§ Objective
Can you recast all the items below as a Markdown table with the columns Row and Line, giving each line its own numbered row, skipping blank lines, and leaving the pictures out?

§ Data shown
=-=-=
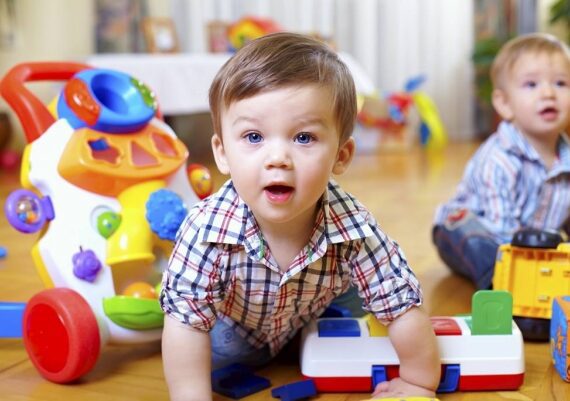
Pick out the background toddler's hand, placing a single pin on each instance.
(400, 388)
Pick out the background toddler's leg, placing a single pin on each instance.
(468, 249)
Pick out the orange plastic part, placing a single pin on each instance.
(80, 101)
(32, 113)
(109, 163)
(200, 179)
(61, 334)
(140, 289)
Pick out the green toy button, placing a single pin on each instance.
(492, 312)
(134, 313)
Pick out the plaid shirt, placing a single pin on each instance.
(508, 186)
(222, 268)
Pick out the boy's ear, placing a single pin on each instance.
(220, 154)
(502, 105)
(344, 156)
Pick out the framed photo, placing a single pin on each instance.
(160, 35)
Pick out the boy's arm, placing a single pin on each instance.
(186, 355)
(414, 340)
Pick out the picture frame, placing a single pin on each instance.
(160, 35)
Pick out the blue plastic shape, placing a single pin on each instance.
(122, 105)
(11, 317)
(295, 391)
(378, 375)
(449, 379)
(237, 381)
(334, 310)
(339, 328)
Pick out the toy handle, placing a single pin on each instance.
(33, 114)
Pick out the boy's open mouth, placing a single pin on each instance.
(278, 193)
(549, 113)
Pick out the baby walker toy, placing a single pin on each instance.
(106, 186)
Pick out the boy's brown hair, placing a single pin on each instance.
(534, 43)
(285, 59)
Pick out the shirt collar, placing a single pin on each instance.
(230, 221)
(513, 141)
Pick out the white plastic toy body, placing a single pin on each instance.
(107, 184)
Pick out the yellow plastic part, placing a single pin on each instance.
(375, 328)
(534, 276)
(134, 240)
(429, 115)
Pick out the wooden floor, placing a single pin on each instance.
(401, 188)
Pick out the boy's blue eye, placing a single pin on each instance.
(529, 84)
(253, 137)
(304, 138)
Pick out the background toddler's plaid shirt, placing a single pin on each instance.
(222, 268)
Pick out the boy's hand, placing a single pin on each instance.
(398, 387)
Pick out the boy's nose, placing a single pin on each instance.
(547, 90)
(278, 156)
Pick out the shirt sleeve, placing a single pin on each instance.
(191, 284)
(493, 180)
(385, 282)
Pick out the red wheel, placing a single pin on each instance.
(61, 334)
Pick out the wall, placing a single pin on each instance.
(47, 30)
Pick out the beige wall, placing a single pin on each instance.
(47, 30)
(558, 29)
(54, 30)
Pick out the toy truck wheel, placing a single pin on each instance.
(533, 238)
(61, 334)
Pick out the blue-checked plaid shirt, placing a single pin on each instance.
(508, 186)
(222, 268)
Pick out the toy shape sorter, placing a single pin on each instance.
(106, 186)
(483, 351)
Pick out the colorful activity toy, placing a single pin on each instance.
(106, 187)
(483, 351)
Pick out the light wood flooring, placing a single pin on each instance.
(402, 189)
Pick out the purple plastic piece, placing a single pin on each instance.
(86, 265)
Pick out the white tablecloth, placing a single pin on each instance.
(181, 81)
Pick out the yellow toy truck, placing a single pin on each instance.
(535, 268)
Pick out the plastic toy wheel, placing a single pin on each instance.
(533, 238)
(61, 334)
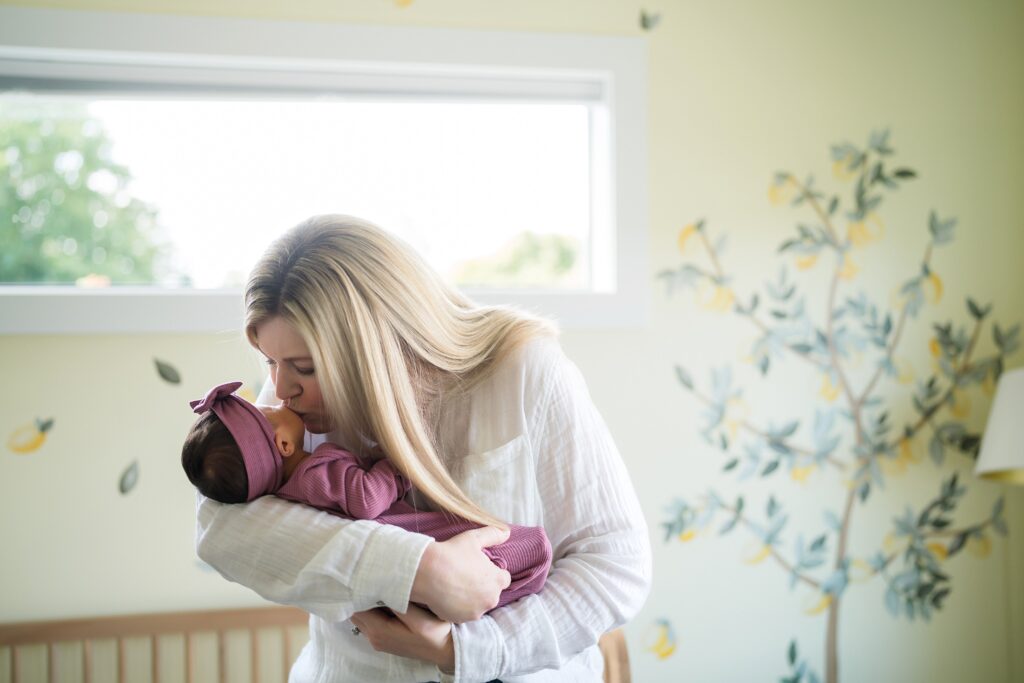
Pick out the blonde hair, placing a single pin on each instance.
(387, 335)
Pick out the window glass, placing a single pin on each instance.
(188, 191)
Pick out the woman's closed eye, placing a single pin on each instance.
(298, 368)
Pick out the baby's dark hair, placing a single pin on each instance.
(213, 461)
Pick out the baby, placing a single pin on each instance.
(237, 452)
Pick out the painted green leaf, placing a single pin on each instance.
(167, 372)
(129, 478)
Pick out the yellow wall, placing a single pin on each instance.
(738, 90)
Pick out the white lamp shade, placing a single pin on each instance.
(1003, 444)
=-=-=
§ Solution
| Row | Line |
|---|---|
| 1 | Pick out the background toddler's hand, placing a single pin on each instance. |
| 2 | (400, 388) |
| 3 | Pick out the background toddler's leg, placing a single pin on each instance. |
| 4 | (468, 249) |
| 5 | Pick out the orange plastic part, placing a single pin on each instance. |
| 6 | (80, 101) |
| 7 | (32, 113) |
| 8 | (109, 163) |
| 9 | (200, 179) |
| 10 | (61, 334) |
| 11 | (140, 289) |
| 12 | Pick out the green toy button, placing a single pin on each instance. |
| 13 | (492, 312) |
| 14 | (134, 313) |
| 15 | Pick out the plaid shirt, placing a single pin on each instance. |
| 16 | (508, 186) |
| 17 | (222, 268) |
| 18 | Pick out the boy's ear, placing a single pin on each instance. |
| 19 | (220, 154) |
| 20 | (502, 105) |
| 21 | (344, 156) |
| 22 | Pick out the framed photo, placing a single pin on each instance. |
| 23 | (160, 35) |
| 24 | Pick out the boy's arm, placing a single pin on each instance. |
| 25 | (186, 355) |
| 26 | (414, 340) |
| 27 | Pick out the picture frame, placing a single pin on each instance. |
| 28 | (160, 35) |
| 29 | Pick out the blue plastic shape, placing a single pin on each instance. |
| 30 | (122, 105) |
| 31 | (11, 317) |
| 32 | (295, 391) |
| 33 | (378, 375) |
| 34 | (449, 379) |
| 35 | (237, 381) |
| 36 | (334, 310) |
| 37 | (339, 328) |
| 38 | Pick out the toy handle, placing a single pin on each instance. |
| 39 | (33, 114) |
| 40 | Pick out the boy's open mouth, placing a single pin on each instance. |
| 41 | (278, 193) |
| 42 | (549, 113) |
| 43 | Pick out the baby walker toy, placing a single pin on each instance. |
| 44 | (106, 186) |
| 45 | Pick out the boy's brown hair, placing a single pin on each instance. |
| 46 | (534, 43) |
| 47 | (285, 59) |
| 48 | Pick out the shirt collar, placing a single pin on each instance. |
| 49 | (230, 221) |
| 50 | (513, 141) |
| 51 | Pick out the white plastic toy body, placing a single pin on each instance. |
| 52 | (107, 184) |
| 53 | Pick out the yellow plastic part, placing a single pin on each instance. |
| 54 | (375, 328) |
| 55 | (534, 276) |
| 56 | (134, 240) |
| 57 | (429, 115) |
| 58 | Pick out the wooden floor, placing a single pin on each instance. |
| 59 | (401, 188) |
| 60 | Pick out the boy's blue eye, placing a single pin on each instance. |
| 61 | (529, 84) |
| 62 | (253, 137) |
| 63 | (304, 138) |
| 64 | Pick out the background toddler's plaid shirt, placing a single pin on each instance. |
| 65 | (222, 268) |
| 66 | Pick out the boy's hand, placing a single pin on each instance. |
| 67 | (398, 387) |
| 68 | Pick out the boy's nose, placing a single pin on each instance. |
| 69 | (547, 90) |
| 70 | (278, 156) |
| 71 | Pick out the shirt sleeve, placing a single pin on each instance. |
| 72 | (191, 284) |
| 73 | (493, 180) |
| 74 | (385, 282) |
| 75 | Pick out the red wheel, placing a single pin on each instance. |
| 76 | (61, 334) |
| 77 | Pick out the wall, placing a single pin on each instance. |
| 78 | (47, 30) |
| 79 | Pick out the beige wall, placing a single pin on each instance. |
| 80 | (47, 30) |
| 81 | (558, 29) |
| 82 | (54, 30) |
| 83 | Pick out the toy truck wheel, placing a single pin on each instance. |
| 84 | (533, 238) |
| 85 | (61, 334) |
| 86 | Pick out the blue-checked plaid shirt, placing a single pin on each instance. |
| 87 | (508, 186) |
| 88 | (222, 268) |
| 89 | Pick out the toy shape sorter, placing a single pin on each instance. |
| 90 | (106, 186) |
| 91 | (483, 351) |
| 92 | Pick out the colorful activity toy, placing a single pin on each instance. |
| 93 | (106, 187) |
| 94 | (483, 351) |
| 95 | Pick out the light wood flooring, placing a single pin on each instance. |
| 96 | (402, 189) |
| 97 | Pick out the purple plastic piece, placing a single pin on each instance. |
| 98 | (86, 265) |
| 99 | Pick out the white tablecloth, placing a single pin on each instance. |
| 100 | (181, 81) |
| 101 | Pick out the yellow toy truck, placing a single pin on each instance. |
| 102 | (535, 268) |
| 103 | Pick out the plastic toy wheel, placing a single pin on each instance. |
| 104 | (533, 238) |
| 105 | (61, 334) |
| 106 | Pick out the blonde hair, placing a single pin on each instance. |
| 107 | (387, 335) |
| 108 | Pick out the window glass, placing a single pin on each instance. |
| 109 | (188, 191) |
| 110 | Pick out the woman's closed eye, placing a single pin on each instance. |
| 111 | (298, 368) |
| 112 | Pick out the baby's dark hair, placing a single pin on each instance. |
| 113 | (213, 461) |
| 114 | Pick out the baby, placing a single pin on each instance. |
| 115 | (237, 452) |
| 116 | Pick out the painted green leaf, placing a single pin on each instance. |
| 117 | (167, 372) |
| 118 | (129, 478) |
| 119 | Pick out the yellow wall, placing a single pin on each instance. |
| 120 | (738, 90) |
| 121 | Pick out the white lamp shade, placing a single pin on each instance. |
| 122 | (1003, 444) |